* **SHORT TASK**: Copy each line of the records below verbatim, keeping every character and line break unchanged.

* **DATASET**:
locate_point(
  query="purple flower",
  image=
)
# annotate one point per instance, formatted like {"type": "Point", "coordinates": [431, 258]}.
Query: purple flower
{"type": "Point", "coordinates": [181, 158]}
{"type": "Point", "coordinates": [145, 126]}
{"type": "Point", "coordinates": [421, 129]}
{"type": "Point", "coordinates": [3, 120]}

* **WRITTEN SOLUTION**:
locate_point(
  query="purple flower",
  image=
)
# annotate one point per instance, formatted like {"type": "Point", "coordinates": [431, 258]}.
Query: purple flower
{"type": "Point", "coordinates": [181, 158]}
{"type": "Point", "coordinates": [145, 126]}
{"type": "Point", "coordinates": [421, 129]}
{"type": "Point", "coordinates": [3, 120]}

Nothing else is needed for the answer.